_Task to complete_
Scan the entries below for the word "woman". Copy out every line in which it occurs.
::: Material provided
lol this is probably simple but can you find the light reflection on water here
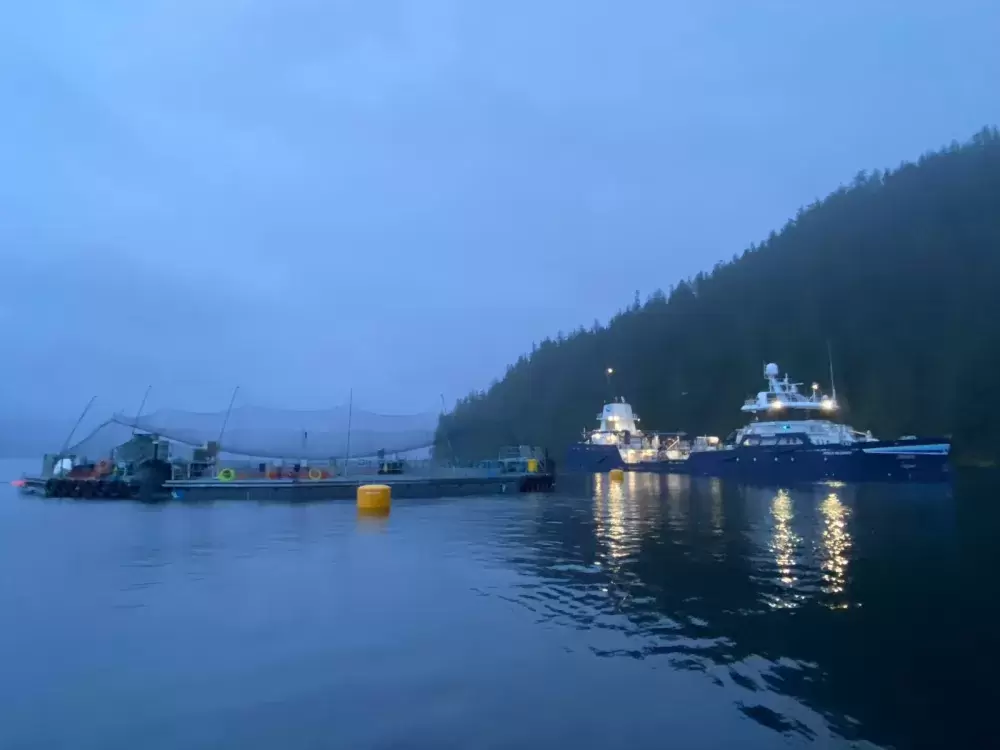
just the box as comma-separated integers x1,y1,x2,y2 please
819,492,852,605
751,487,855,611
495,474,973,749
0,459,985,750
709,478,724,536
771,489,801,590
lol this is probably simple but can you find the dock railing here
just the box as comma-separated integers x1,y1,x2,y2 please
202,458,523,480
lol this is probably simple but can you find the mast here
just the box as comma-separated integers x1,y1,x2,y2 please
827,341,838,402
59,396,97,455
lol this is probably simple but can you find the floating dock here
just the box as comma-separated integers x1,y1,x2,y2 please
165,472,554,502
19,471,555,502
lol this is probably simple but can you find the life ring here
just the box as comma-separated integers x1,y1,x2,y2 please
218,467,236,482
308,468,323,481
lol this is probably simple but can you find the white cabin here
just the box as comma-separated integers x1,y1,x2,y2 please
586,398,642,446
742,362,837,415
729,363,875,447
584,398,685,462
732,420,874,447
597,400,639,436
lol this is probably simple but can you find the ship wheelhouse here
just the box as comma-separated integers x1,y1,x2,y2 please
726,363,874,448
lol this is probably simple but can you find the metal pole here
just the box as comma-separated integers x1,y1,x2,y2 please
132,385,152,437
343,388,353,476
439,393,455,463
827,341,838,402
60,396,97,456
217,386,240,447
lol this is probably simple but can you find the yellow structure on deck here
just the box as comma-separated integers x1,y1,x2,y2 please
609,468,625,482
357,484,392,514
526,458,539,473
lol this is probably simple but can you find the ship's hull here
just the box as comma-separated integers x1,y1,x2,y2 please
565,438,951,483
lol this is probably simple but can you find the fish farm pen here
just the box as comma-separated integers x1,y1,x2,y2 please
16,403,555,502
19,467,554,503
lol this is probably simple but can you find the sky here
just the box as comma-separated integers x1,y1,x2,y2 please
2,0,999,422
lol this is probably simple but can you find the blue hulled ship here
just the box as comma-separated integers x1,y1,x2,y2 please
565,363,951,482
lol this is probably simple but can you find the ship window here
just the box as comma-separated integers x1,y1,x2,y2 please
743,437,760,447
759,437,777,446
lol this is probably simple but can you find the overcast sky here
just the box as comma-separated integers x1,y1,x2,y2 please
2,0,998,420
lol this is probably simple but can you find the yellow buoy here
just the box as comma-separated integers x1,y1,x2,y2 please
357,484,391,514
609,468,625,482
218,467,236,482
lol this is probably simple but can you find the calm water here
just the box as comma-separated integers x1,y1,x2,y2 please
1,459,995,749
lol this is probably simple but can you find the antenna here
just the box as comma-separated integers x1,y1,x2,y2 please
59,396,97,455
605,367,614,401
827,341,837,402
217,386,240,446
::::::
::: Material provided
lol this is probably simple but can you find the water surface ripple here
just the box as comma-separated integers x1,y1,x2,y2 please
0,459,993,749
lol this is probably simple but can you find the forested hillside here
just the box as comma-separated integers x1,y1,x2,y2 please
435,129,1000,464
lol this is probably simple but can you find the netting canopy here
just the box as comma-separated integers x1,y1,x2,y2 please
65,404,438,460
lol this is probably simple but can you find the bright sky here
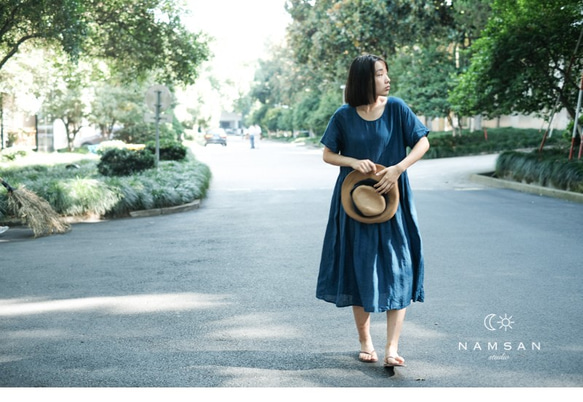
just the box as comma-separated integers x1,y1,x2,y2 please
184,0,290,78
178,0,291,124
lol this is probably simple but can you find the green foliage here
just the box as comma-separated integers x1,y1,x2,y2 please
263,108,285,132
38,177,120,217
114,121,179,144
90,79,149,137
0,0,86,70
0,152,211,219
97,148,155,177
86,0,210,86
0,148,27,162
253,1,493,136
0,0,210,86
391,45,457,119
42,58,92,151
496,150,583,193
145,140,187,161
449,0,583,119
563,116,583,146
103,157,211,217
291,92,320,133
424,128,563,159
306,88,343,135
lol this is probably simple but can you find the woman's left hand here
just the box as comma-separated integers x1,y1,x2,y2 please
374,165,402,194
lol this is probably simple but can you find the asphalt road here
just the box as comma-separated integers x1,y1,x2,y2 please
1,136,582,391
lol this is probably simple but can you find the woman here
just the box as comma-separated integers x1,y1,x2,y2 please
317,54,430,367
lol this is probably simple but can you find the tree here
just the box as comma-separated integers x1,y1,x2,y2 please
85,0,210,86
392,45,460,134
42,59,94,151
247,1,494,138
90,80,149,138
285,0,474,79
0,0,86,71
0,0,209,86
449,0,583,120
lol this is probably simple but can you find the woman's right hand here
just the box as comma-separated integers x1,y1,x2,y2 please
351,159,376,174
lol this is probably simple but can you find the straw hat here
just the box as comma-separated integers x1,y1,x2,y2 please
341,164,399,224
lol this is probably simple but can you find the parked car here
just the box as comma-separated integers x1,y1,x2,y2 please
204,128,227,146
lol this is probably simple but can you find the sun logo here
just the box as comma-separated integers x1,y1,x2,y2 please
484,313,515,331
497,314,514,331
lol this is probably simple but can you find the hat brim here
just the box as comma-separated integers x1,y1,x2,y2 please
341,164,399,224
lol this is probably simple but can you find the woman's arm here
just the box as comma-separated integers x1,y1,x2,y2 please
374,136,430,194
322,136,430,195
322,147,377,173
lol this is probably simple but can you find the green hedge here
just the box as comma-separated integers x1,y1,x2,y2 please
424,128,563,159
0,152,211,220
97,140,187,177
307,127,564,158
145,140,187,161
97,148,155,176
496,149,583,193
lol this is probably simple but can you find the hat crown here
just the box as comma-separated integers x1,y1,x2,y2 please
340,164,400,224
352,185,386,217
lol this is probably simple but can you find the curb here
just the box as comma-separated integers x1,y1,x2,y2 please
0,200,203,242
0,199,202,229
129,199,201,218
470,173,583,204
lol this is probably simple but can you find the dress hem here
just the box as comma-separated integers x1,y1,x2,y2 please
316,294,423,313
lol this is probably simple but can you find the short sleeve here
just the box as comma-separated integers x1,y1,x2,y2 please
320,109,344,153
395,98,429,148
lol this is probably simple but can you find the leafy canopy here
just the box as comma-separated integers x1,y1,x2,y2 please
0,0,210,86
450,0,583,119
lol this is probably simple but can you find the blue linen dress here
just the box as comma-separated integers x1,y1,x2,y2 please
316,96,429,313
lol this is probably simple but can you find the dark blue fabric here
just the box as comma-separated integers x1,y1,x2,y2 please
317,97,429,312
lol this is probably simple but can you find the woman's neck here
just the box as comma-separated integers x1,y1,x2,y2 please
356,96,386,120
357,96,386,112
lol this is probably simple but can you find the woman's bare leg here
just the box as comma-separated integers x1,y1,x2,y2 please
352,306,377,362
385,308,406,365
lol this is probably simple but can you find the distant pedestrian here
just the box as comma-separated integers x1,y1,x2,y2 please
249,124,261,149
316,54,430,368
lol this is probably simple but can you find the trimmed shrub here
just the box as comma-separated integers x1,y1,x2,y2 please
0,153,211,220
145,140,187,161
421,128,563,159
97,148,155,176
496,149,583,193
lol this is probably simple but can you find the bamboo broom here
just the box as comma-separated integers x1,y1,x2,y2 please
::::::
_Answer to the problem_
lol this is probably simple but can you find the woman's left hand here
lol this is probably simple but can you find the woman here
lol this is probably simple but can you find the woman's right hand here
lol this is probably simple but can you find the woman's arm here
lol this is probably simple but can you find the woman's neck here
lol this is probably simple but can you find the woman's bare leg here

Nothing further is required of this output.